**Task prompt:**
Any image in the records should be left out; output everything else exactly.

**Available data:**
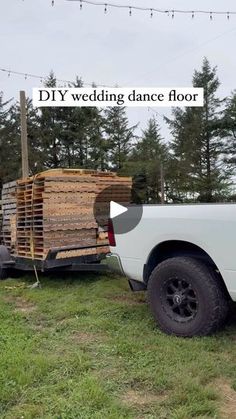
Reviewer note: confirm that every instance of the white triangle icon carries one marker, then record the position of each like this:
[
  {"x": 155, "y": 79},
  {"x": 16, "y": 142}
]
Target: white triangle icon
[{"x": 116, "y": 209}]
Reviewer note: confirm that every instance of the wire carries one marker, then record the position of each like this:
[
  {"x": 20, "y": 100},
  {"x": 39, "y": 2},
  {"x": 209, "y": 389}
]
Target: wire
[
  {"x": 42, "y": 78},
  {"x": 171, "y": 12}
]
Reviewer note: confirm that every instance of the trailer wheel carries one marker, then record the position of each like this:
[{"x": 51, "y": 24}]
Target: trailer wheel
[
  {"x": 187, "y": 298},
  {"x": 4, "y": 257}
]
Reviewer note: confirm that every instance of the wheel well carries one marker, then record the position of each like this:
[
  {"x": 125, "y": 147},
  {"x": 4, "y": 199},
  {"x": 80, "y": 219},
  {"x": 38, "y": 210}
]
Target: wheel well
[{"x": 174, "y": 248}]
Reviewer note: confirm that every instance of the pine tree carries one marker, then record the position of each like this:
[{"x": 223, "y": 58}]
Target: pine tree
[
  {"x": 9, "y": 143},
  {"x": 197, "y": 145},
  {"x": 149, "y": 157},
  {"x": 229, "y": 130},
  {"x": 119, "y": 136}
]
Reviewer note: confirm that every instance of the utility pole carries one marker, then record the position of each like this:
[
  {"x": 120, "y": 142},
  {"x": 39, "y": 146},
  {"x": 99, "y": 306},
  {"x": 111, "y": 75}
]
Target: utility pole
[
  {"x": 24, "y": 137},
  {"x": 162, "y": 185}
]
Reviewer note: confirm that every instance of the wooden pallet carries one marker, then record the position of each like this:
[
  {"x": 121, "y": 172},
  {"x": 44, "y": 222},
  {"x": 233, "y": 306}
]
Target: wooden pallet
[
  {"x": 9, "y": 215},
  {"x": 56, "y": 208}
]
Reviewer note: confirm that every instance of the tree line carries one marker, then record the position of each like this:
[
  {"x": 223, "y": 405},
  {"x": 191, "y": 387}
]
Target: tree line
[{"x": 196, "y": 165}]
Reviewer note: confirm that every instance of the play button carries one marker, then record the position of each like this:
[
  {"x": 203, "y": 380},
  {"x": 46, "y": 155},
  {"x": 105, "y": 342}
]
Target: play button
[
  {"x": 116, "y": 209},
  {"x": 120, "y": 203}
]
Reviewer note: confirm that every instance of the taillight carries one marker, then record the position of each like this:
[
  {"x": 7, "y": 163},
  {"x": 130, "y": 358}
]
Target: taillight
[{"x": 111, "y": 234}]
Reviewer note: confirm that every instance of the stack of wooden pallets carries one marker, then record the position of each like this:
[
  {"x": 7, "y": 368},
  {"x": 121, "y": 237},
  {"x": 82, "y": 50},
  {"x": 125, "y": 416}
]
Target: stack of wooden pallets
[
  {"x": 56, "y": 209},
  {"x": 8, "y": 232}
]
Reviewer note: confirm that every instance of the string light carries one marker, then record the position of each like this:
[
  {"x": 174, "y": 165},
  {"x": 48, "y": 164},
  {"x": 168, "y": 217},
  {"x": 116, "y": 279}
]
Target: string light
[
  {"x": 42, "y": 78},
  {"x": 154, "y": 9}
]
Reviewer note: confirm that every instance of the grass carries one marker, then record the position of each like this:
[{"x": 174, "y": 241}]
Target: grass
[{"x": 86, "y": 347}]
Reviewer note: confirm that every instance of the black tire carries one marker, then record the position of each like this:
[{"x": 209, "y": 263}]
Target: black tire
[
  {"x": 187, "y": 297},
  {"x": 4, "y": 257}
]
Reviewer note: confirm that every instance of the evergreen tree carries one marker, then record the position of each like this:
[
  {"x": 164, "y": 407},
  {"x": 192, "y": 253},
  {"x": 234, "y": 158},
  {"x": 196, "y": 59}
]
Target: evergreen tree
[
  {"x": 197, "y": 145},
  {"x": 229, "y": 130},
  {"x": 149, "y": 158},
  {"x": 9, "y": 143},
  {"x": 119, "y": 136}
]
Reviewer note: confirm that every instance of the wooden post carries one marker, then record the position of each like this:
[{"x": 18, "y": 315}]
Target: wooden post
[
  {"x": 24, "y": 139},
  {"x": 162, "y": 185}
]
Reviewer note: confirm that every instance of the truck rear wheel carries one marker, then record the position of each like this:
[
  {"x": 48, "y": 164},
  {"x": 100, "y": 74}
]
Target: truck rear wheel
[
  {"x": 4, "y": 257},
  {"x": 187, "y": 298}
]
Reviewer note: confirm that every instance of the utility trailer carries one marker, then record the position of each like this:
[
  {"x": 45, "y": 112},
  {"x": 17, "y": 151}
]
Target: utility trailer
[
  {"x": 10, "y": 263},
  {"x": 49, "y": 222}
]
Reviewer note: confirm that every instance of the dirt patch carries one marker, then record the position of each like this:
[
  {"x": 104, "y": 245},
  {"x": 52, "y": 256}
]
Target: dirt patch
[
  {"x": 87, "y": 337},
  {"x": 21, "y": 305},
  {"x": 128, "y": 299},
  {"x": 228, "y": 399},
  {"x": 140, "y": 398}
]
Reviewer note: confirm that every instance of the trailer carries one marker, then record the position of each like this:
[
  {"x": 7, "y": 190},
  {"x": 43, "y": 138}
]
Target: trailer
[{"x": 49, "y": 222}]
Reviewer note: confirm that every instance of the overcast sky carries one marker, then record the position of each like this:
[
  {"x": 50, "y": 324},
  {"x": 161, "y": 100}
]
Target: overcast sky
[{"x": 115, "y": 48}]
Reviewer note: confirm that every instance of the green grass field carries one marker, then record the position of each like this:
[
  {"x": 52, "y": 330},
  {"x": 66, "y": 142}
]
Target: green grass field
[{"x": 87, "y": 347}]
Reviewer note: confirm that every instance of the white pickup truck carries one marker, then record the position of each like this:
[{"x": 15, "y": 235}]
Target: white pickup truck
[{"x": 185, "y": 255}]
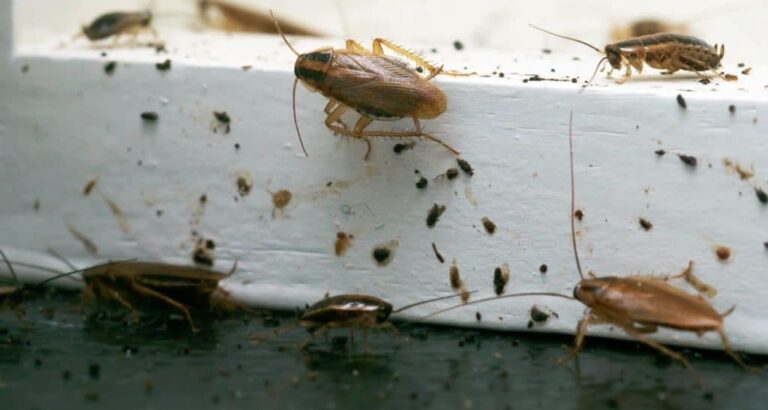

**Problem solution:**
Reviewer note: confirm that every instance of the white triangle icon carries one marker, then record the position of each like this:
[
  {"x": 155, "y": 79},
  {"x": 16, "y": 142}
]
Target: white triangle icon
[{"x": 116, "y": 209}]
Reviewer note: confirm that every instance of the wire carries one marker, then record the position of each like this:
[
  {"x": 20, "y": 100},
  {"x": 39, "y": 2},
  {"x": 209, "y": 389}
]
Target: wire
[
  {"x": 42, "y": 78},
  {"x": 171, "y": 12}
]
Reviewer note: confirm that every instance of the trailer wheel carries one marker, then record the position of each like this:
[{"x": 51, "y": 24}]
Target: trailer wheel
[
  {"x": 187, "y": 298},
  {"x": 4, "y": 257}
]
Reviewer note: confirm that every instance of the wheel well carries one marker, then record the position of each like this:
[
  {"x": 125, "y": 147},
  {"x": 4, "y": 199},
  {"x": 80, "y": 219},
  {"x": 38, "y": 210}
]
Target: wheel well
[{"x": 174, "y": 248}]
Reviewer note: confirm that every instance of the pine tree carries one marker, then record the position of each like this:
[{"x": 223, "y": 58}]
Target: pine tree
[
  {"x": 9, "y": 143},
  {"x": 197, "y": 145},
  {"x": 149, "y": 157},
  {"x": 229, "y": 130},
  {"x": 119, "y": 136}
]
Reviewer note: confirm that every instance of the utility pole carries one marker, then record the position of each like this:
[
  {"x": 120, "y": 142},
  {"x": 39, "y": 146},
  {"x": 99, "y": 306},
  {"x": 111, "y": 75}
]
Target: utility pole
[
  {"x": 24, "y": 137},
  {"x": 162, "y": 185}
]
Reviewer note: confirm that every instance of the wooden pallet carries one marker, then record the position of each like this:
[
  {"x": 121, "y": 172},
  {"x": 44, "y": 222},
  {"x": 233, "y": 306}
]
Target: wooden pallet
[
  {"x": 9, "y": 215},
  {"x": 56, "y": 208}
]
Reviewer note: confirm that every instance of the tree line carries one marker, then record the position of each like this:
[
  {"x": 223, "y": 405},
  {"x": 191, "y": 387}
]
Target: tree line
[{"x": 196, "y": 165}]
Reviewer note: confirm that every instance of the play button carries one marker, then record the position of each like this:
[
  {"x": 203, "y": 380},
  {"x": 46, "y": 155},
  {"x": 105, "y": 342}
]
Target: play button
[
  {"x": 116, "y": 209},
  {"x": 120, "y": 203}
]
Reviewer note: confirm that every instance of the taillight carries one marker, then record the position of each like this:
[
  {"x": 7, "y": 163},
  {"x": 130, "y": 358}
]
Target: taillight
[{"x": 111, "y": 234}]
Reviewer note: confirm that every instance of the stack of wooden pallets carries one marker, then record the position of each like this:
[
  {"x": 7, "y": 368},
  {"x": 121, "y": 237},
  {"x": 82, "y": 50},
  {"x": 125, "y": 416}
]
Target: stack of wooden pallets
[
  {"x": 56, "y": 209},
  {"x": 8, "y": 232}
]
Reviewer note: confirm that every instance of the string light carries one marker, then record the position of each like this:
[
  {"x": 174, "y": 165},
  {"x": 48, "y": 164},
  {"x": 168, "y": 217},
  {"x": 116, "y": 279}
]
Target: string light
[
  {"x": 42, "y": 78},
  {"x": 154, "y": 9}
]
Reviewer note: confirm that every instance of the grass carries one marker, then record the position of each like this:
[{"x": 174, "y": 241}]
Target: grass
[{"x": 86, "y": 347}]
Reviewer note: confirm that every instance of the black tire carries one marker, then record the position of each like this:
[{"x": 209, "y": 263}]
Target: black tire
[
  {"x": 187, "y": 297},
  {"x": 4, "y": 257}
]
Reviewer note: confirm that every instance of the evergreen tree carries one marker, then record the position of each like this:
[
  {"x": 164, "y": 407},
  {"x": 192, "y": 253},
  {"x": 234, "y": 158},
  {"x": 196, "y": 59}
]
Target: evergreen tree
[
  {"x": 197, "y": 145},
  {"x": 229, "y": 130},
  {"x": 149, "y": 158},
  {"x": 9, "y": 143},
  {"x": 119, "y": 136}
]
Reviewer note: confirm that every instance of the wooden post carries one marker, then record the position of each like this:
[{"x": 18, "y": 315}]
Target: wooden post
[
  {"x": 24, "y": 139},
  {"x": 162, "y": 185}
]
Reviewer note: confirm that every instance of the truck rear wheel carries one marker, then record the position of each like this:
[
  {"x": 48, "y": 164},
  {"x": 100, "y": 74}
]
Target: truck rear wheel
[
  {"x": 4, "y": 257},
  {"x": 187, "y": 298}
]
Reviewer note: confirm that every instance of the utility trailer carries one marker, then record the position of each like this:
[
  {"x": 45, "y": 112},
  {"x": 17, "y": 151}
]
Target: utility trailer
[
  {"x": 10, "y": 263},
  {"x": 49, "y": 222}
]
Reviewer note: confirm that every instance of the dirt patch carries one marker, then record the position of each like this:
[
  {"x": 104, "y": 245},
  {"x": 52, "y": 256}
]
Target: dirt patch
[
  {"x": 87, "y": 337},
  {"x": 21, "y": 305},
  {"x": 128, "y": 299},
  {"x": 228, "y": 399},
  {"x": 140, "y": 398}
]
Reviewer note: confirm that every instance of the trailer carries one marker, then record the position of each like this:
[
  {"x": 7, "y": 190},
  {"x": 43, "y": 138}
]
Target: trailer
[{"x": 49, "y": 222}]
Reviewer note: confirm that every instance of the overcast sky carries one marker, then record the position of each like this:
[
  {"x": 50, "y": 324},
  {"x": 161, "y": 100}
]
Target: overcast sky
[{"x": 115, "y": 48}]
Reviewer note: confirm that every instance of the green grass field carries one marker, then record the position of each like this:
[
  {"x": 52, "y": 330},
  {"x": 66, "y": 142}
]
Target: green grass field
[{"x": 87, "y": 347}]
Reviewer note: confirm that every instance of the white pickup truck carries one marker, then record the position of each like this:
[{"x": 15, "y": 235}]
Target: white pickup truck
[{"x": 185, "y": 255}]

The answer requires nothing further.